--- start GIVEN RECORDS ---
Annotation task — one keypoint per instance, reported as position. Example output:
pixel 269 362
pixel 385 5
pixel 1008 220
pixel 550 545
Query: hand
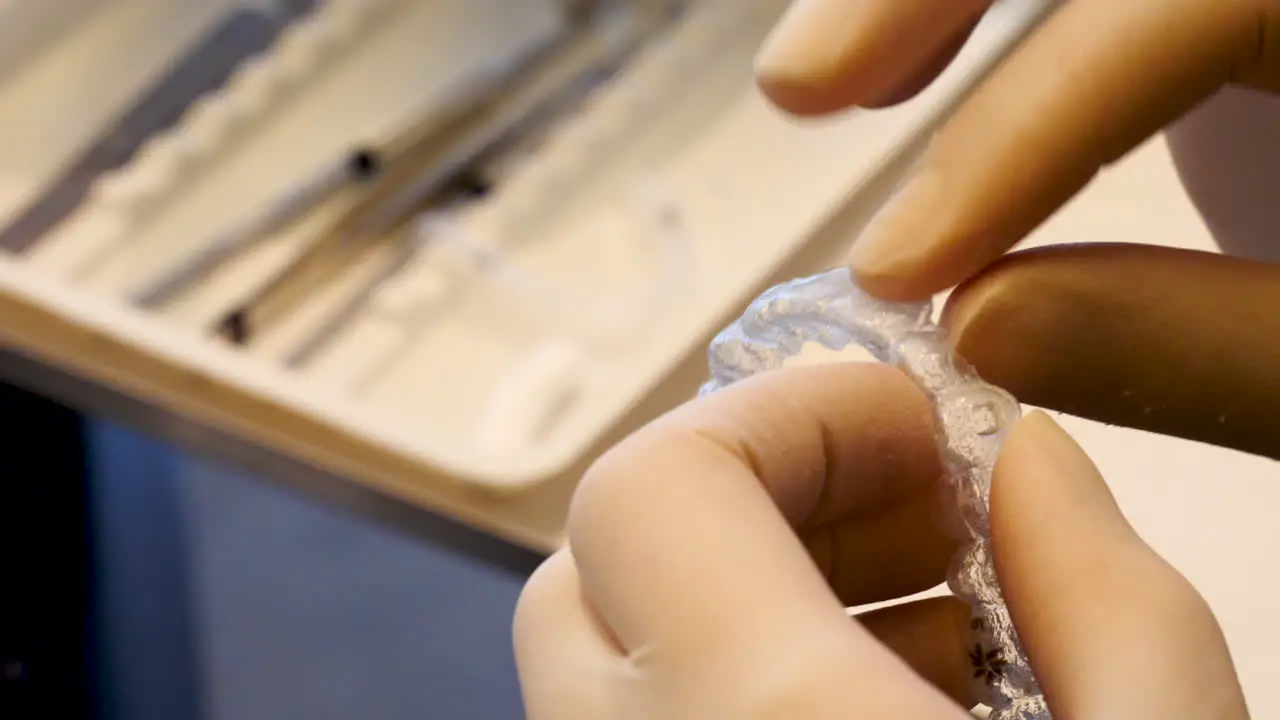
pixel 1176 342
pixel 712 554
pixel 1091 83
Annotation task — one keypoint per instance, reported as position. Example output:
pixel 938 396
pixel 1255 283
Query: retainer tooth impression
pixel 972 419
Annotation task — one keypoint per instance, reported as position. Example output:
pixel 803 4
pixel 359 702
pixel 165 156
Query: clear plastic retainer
pixel 972 419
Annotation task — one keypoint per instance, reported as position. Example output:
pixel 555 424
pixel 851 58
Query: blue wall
pixel 224 598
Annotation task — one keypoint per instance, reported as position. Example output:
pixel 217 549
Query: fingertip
pixel 1107 624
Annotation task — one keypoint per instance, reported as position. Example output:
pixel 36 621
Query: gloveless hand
pixel 1170 341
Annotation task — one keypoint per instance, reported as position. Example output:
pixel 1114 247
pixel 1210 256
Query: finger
pixel 1111 629
pixel 827 55
pixel 1097 78
pixel 933 637
pixel 684 532
pixel 894 554
pixel 1169 341
pixel 563 652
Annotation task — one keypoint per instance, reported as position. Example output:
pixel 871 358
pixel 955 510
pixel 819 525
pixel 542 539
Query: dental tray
pixel 524 328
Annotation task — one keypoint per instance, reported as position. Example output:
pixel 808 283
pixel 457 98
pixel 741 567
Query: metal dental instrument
pixel 357 167
pixel 421 171
pixel 205 68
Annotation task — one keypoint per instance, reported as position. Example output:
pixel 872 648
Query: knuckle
--- end GIVEN RECORDS ---
Write out all of the entries above again with each "Query" switched to "Target" and everything else left as it is. Leave the pictures out.

» **RESULT OF THE TASK**:
Annotation task — one keypoint per instance, reported as position. Example output:
pixel 269 362
pixel 385 5
pixel 1008 220
pixel 550 545
Target: hand
pixel 1176 342
pixel 712 554
pixel 1091 83
Annotation task — one keypoint per instance, reported as position. Example output:
pixel 938 396
pixel 1255 283
Target: retainer tooth impression
pixel 972 419
Annotation task — one keypoint per instance, reported as position. Example output:
pixel 803 4
pixel 359 702
pixel 165 156
Target: clear plastic retainer
pixel 972 419
Annotation task — one keypoint per instance, reported as position. Example output:
pixel 555 424
pixel 851 58
Target: blue wall
pixel 224 598
Annotation task — one keypoint per instance, reported as position. Example output:
pixel 217 549
Target: fingertip
pixel 1107 624
Annotation task — one keypoint per instance, reported as position. Example output:
pixel 36 621
Target: gloveless hand
pixel 1170 341
Annotation task — one keypoint per instance, reported as position. Example output:
pixel 1114 247
pixel 1210 256
Target: finger
pixel 1111 629
pixel 827 55
pixel 1097 78
pixel 933 637
pixel 684 532
pixel 894 554
pixel 1169 341
pixel 563 652
Annotation task — one keypoint per instance, reported as position. Example output:
pixel 871 358
pixel 955 510
pixel 819 525
pixel 542 539
Target: dental tray
pixel 524 328
Annotation task — one keypoint per instance, reported as position. Example output:
pixel 808 283
pixel 457 98
pixel 741 567
Target: metal dental instrument
pixel 357 167
pixel 421 171
pixel 205 68
Annotation task — one keypoint per instance, reported as position. Example output:
pixel 872 648
Target: knuckle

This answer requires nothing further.